*What is being asked*: Please revise the lines below, swapping every "tag" for "mark" and keeping everything else the same, with the pictures left out.

Examples of point labeling

────────────────────────────────────────

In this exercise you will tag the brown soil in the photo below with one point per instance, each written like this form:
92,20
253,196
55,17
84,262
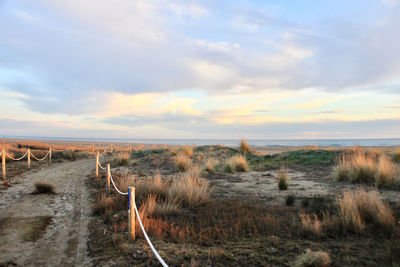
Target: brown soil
47,230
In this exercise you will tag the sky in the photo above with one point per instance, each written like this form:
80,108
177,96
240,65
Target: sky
270,69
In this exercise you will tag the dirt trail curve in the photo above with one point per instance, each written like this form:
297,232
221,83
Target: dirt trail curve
47,230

────────────────────────────────────────

*Solution for this task*:
In this exercise you will mark the brown soil in the photo below with one point per instance, each written like this form:
92,20
253,196
55,17
84,262
Target: brown soil
47,230
In this exercise you will mark the sky in the photo above with one point per instance, each written like this form:
80,108
177,96
240,65
Target: sky
270,69
In this exercise you will mark the dirt trail curve in the photo above with one point per instance, each written like this form:
297,232
221,83
Target: dirt trail curve
47,230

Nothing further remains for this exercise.